*Passage provided*:

Postby sto » Tue Oct 06, 2015 5:52 am

Seems like I finally found an acceptable implementation for the rhythm mode. As I can't commit the code right now, I'll post the relevant code here.

Operator handling:
Code: Select all
int16_t Operator::handleTopCymbal( uint8_t ws )
{
    // The Top Cymbal operator uses its own phase together with the High Hat phase.

    const uint16_t hhPhase = m_opl->highHatOperator()->m_phase;
    const uint16_t phaseBit = ( ( ( hhPhase & 0x88 ) ^ ( ( hhPhase << 5 ) & 0x80 ) ) | ( ( hhPhase ^ ( hhPhase << 2 ) ) & 0x20 ) ) ? 0x02 : 0x00;

    auto phase = ( 1 + phaseBit ) << 8;
    return getOutput( phase, ws );
}

int16_t Operator::handleHighHat( uint8_t ws )
{
    const uint16_t phaseBit = ( ( ( m_phase & 0x88 ) ^ ( ( m_phase << 5 ) & 0x80 ) ) | ( ( m_phase ^ ( m_phase << 2 ) ) & 0x20 ) ) ? 0x02 : 0x00;
    const uint16_t noiseBit = m_opl->randBit() << 1;

    auto phase = ( phaseBit << 8 ) | ( 0x34 << ( phaseBit ^ noiseBit ) );
    return getOutput( phase, ws );
}

int16_t Operator::handleSnareDrum( uint8_t ws )

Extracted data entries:
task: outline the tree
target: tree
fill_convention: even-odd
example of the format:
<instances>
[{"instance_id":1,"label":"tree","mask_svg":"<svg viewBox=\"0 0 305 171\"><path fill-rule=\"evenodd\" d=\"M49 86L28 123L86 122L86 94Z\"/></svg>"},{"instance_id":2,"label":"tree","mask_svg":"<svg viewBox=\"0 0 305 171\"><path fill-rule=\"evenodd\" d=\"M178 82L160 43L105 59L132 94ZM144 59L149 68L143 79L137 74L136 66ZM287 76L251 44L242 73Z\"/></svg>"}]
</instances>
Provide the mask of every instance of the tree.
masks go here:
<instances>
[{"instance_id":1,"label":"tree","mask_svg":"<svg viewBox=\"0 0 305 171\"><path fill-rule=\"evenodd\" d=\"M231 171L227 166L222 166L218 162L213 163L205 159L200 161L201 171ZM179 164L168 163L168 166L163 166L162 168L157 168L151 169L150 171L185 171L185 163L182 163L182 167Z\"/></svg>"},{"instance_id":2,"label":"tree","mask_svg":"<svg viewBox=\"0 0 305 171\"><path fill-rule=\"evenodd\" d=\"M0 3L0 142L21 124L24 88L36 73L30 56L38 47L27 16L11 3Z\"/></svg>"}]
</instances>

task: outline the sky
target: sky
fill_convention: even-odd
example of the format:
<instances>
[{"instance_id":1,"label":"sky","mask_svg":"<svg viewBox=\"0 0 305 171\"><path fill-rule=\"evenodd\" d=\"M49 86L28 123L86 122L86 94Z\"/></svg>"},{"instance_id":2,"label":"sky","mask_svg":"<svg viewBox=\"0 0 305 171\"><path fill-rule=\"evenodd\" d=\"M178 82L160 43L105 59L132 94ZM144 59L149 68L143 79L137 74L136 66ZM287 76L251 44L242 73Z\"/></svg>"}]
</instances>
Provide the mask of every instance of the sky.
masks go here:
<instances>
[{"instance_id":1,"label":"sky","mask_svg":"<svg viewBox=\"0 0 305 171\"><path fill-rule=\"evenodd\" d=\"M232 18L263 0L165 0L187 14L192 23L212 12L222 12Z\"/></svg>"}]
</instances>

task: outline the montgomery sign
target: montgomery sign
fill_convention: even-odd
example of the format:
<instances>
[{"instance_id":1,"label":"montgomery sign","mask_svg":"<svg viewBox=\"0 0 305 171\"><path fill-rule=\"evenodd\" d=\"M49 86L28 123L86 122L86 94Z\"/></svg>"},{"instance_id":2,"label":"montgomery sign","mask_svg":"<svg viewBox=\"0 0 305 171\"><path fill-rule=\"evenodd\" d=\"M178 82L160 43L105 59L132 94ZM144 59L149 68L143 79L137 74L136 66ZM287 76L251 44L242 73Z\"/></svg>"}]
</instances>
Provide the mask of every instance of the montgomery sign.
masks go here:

*Your task*: Shorten the paragraph in the forum post that begins "Seems like I finally found" to a single brief sentence that keeps its main facts.

*Final result*: An acceptable rhythm mode implementation appears to be found, and since the code can't be committed yet, the relevant parts are posted here instead.